Do volume 2 “A vingança portuguesa” (Portugiesische Rache):

“Nunca tinha pensado em como seria o outono em Lisboa. O verão tinha passado, sem que tivesse dado conta. Para além do tempo ser agora mais inconstante e os dias de outubro serem mais pequenos, ainda era quente durante o dia – mas o calor cansativo já tinha passado. Depois do pôr-do-sol era aconselhável um casaco se se quiser sentar-se no exterior, tal como de manhã antes do sol passar a colina.” (p.38)

“As pastelarias eram pequenos mundos em si, feitos para facilitar a vida – sobretudo para a adoçar. Nas vitrines e nas montras viam-se para além dos famosos pastéis de nata, também as tartes de amêndoa, bolos de arroz ou mil-folhas. Já os tinha provado todos, mas eram demasiados doce para o seu gosto. Por isso contentavam-se com o seu galão, o leite com café português, acompanhada de uma torrada.” (p.39)

“Depois de Henrik ter comido o seu pão, pagou e saiu para o sol. A cidade acordava aos poucos, os primeiros turistas apareciam. Na paragem do elétrico já se amontoava uma quantidade de pessoas de pele branca à espera do 28, para darem a volta à cidade de uma maneira especial. Da Praça Luís de Camões já se ouvia o resvalar e o chiar dos rodados. Pôs as mãos no bolso e avançou na calçada branca da grande praça que tinha no meio um monumento do poeta.! (p.49)

Do volume 3 “Lágrimas portuguesas” (Portugiesische Tränen):

“Estou?”. Era a maneira portuguesa de se anunciar – estou – mas um verdadeiro português não usa a vogal no início, começa com um sibilante, que termina num longo uuuuu.” (p.39)

“Depois do Convento do Carmo, com a ruína impressionante da igreja conventual, sem teto, de que só restam as ogivas góticas a rasgarem o céu, seguia um atalho até ao famoso Elevador de Santa Justa. O elevador histórico era o caminho mais rápido para a Baixa. Pelo menos teoricamente. Na prática funcionava como um íman para os turistas e estava sempre a abarrotar.” (p.149)

Do volume 4 “Sangue português” (Portugiesisches Blut):

“O Padre Bruno perseguia a pista do azulejo com tanto afinco, como se esperasse algumas respostas pessoais. O padre lutava também com os demónios do seu passado, que não se resolviam somente com a fé e a bênção divina.” (p. 56)

“Bruno pegou na chávena de chá e bebeu um golo. “Com certeza que tens uma ideia errada. Por mim, acho que os azulejos com valor histórico já andam por aí, mudando de donos. Repara que o nosso país sofreu durante quarenta anos sob o Estado Novo. O povo simples nada tinha e dependia durante a vigência da ditadura, do agarrar-se a tudo o que pudesse para sobreviver. Para muitos era mesmo sobrevivência pura e dura. O que é que lhes importava nessa situação os tesouros artísticos?” (p.61)

Dados fornecidos:
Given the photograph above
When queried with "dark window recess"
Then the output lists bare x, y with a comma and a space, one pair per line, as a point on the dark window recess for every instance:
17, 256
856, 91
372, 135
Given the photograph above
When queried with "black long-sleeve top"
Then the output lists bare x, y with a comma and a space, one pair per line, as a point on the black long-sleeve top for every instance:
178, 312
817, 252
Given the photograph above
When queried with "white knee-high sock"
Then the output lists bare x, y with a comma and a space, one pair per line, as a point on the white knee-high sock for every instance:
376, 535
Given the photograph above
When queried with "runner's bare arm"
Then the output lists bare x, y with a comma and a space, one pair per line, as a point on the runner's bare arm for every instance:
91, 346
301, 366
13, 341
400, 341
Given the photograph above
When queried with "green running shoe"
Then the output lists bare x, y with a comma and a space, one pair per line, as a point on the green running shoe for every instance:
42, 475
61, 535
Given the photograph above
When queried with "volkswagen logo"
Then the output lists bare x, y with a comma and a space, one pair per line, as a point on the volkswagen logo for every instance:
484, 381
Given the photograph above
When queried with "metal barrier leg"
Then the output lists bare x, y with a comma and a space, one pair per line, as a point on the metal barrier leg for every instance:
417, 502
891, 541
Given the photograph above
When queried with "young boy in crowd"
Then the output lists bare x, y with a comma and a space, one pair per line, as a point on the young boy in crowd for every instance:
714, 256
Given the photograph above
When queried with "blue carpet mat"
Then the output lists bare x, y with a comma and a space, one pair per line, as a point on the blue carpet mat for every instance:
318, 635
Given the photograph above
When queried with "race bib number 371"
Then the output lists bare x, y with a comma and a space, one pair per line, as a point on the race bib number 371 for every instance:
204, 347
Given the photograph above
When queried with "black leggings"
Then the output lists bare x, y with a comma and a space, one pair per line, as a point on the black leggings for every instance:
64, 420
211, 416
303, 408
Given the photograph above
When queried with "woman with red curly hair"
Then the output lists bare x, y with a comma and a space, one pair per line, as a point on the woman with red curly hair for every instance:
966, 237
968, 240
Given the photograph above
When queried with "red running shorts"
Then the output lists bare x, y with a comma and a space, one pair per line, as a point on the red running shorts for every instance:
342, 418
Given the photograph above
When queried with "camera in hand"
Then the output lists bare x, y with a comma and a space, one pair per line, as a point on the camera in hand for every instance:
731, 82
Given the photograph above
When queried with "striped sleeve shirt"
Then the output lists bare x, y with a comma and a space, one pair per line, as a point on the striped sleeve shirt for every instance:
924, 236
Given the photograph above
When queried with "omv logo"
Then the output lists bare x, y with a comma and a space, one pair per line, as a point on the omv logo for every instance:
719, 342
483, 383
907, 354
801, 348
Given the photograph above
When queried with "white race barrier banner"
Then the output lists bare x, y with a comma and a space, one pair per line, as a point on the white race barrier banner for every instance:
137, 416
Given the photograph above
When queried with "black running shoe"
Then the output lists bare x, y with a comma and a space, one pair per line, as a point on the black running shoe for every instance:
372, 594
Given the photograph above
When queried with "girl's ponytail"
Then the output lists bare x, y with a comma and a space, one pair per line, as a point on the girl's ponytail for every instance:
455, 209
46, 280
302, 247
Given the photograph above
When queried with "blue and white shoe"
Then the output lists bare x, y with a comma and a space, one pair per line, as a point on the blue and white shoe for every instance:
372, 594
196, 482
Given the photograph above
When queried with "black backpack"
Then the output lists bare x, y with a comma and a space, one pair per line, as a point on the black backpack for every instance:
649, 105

O que se pede:
Dê seguimento ao texto com trechos de livros passados em Lisboa, começando logo depois da última frase apresentada.

Resposta da tarefa:
“Após um quarto d hora chegou ao Ovos Moles, numa rua discreta numa subida bastante íngreme que afastava os turistas, especialmente em dias de calor. Já chegava a rua comercial que vinha da Baixa até ao Largo do Chiado e o conhecido café A Brasileira com a estátua de Fernando Pessoa mesmo à frente.” (p.86)

Do volume 5 “Verdade Portuguesa” (Portugiesishe Wahrheit):

“Infelizmente os restaurantes do lado oriental da praça ocupavam cada vez mais espaço para servirem no exterior. Para além disso e por causa da onda de calor as árvores palissandros deixavam as folhas ao dependuro. A falta de água não permitia aos responsáveis regar convenientemente esses espaços. Possivelmente também se iria diminuir o consumo doméstico.” (p.48)

Do volume 6 “Destino Português” (“Portugiesisches Schicksal):

“Nada mudou nos arruamentos junto à muralha alta e massiva do Castelo de São Jorge. Porque a colina com o imponente castelo construído pelos mouros atraía milhares de turista todos os anos foram feitos muitos esforços para a preservação do seu lado melhor. Quase todas as construções que aqui se alinhavam tinham sido renovadas ou reconstruídas. Também o restaurante Pôr do Sol fora pintado de novo com a tradicional cor ocre, que agora estava a viver uma espécie de renascimento.! (p.25)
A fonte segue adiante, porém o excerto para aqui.